In the piece on dealing with someone who needs constant validation, what do people who find self-validation hard tend to do?

[start of Extract provided]

How to Deal with Someone Who Needs Constant Validation?

How to Deal with Someone Who Needs Constant Validation?

How to Deal with Someone Who Needs Constant Validation?

As human beings, we all seek validation to feel good about ourselves. 

But when it goes beyond a certain limit, it can harm the relationship. It can be hard for you to deal with someone who needs constant validation. 

Why do people seek validation?

It’s natural and reasonable for a person to seek recognition and acceptance of their choices, ideas, opinions, and achievements from those around them. It’s part of the interdependence among human beings. We rely on feedback and encouragement from those around us. 

Being independent doesn’t mean a person doesn’t need validation. They would still need validation in at least certain aspects of their life. But they are better at self-validation and seek only limited validation from outside.

Those who find it hard to practice self-validation or cannot assign much value to it, tend to search for validation from others. They put the approval, opinion, and recognition of others above their own. They find it difficult to move ahead in life without external validation.

[end of Extract provided]
[start of Supplied material]

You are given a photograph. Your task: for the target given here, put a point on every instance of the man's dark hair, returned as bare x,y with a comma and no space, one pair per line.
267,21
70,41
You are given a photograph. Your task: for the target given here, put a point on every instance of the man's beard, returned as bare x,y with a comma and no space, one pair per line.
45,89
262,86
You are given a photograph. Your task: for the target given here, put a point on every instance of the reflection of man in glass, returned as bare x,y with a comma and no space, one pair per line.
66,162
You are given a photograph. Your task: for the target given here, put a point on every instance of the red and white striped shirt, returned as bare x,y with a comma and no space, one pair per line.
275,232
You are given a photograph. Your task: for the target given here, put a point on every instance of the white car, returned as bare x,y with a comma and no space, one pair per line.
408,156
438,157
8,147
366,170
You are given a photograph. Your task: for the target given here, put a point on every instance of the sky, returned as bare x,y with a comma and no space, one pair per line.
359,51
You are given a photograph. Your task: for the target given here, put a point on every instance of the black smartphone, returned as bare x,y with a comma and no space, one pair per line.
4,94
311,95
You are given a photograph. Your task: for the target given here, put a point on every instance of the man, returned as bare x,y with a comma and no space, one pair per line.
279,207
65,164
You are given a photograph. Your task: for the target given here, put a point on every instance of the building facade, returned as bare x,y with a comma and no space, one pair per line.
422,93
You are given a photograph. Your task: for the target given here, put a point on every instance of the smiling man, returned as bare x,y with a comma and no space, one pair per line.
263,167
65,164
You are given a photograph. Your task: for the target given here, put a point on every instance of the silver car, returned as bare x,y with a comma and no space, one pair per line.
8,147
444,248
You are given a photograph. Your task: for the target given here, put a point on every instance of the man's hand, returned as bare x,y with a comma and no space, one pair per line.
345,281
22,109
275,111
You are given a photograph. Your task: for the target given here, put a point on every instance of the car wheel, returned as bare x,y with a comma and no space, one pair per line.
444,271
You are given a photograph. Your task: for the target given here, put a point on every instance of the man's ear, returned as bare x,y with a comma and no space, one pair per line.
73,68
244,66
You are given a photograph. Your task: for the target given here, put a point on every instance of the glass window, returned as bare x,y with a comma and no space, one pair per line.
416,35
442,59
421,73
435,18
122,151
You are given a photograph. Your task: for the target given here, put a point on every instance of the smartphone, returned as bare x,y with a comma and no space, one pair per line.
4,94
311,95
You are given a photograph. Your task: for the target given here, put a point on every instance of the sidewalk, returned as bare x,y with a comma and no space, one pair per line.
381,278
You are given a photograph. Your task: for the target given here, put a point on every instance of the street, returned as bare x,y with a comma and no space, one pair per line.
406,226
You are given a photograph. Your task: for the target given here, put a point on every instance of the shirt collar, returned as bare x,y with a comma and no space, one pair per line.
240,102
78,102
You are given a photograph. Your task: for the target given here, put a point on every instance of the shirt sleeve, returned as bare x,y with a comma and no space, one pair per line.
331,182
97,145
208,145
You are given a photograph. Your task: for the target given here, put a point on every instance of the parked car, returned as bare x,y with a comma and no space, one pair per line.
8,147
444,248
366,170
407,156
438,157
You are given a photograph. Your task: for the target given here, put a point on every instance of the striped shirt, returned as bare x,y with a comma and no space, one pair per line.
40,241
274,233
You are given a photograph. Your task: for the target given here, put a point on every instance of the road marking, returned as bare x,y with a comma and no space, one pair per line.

[end of Supplied material]

Written solution: They tend to search for validation from others.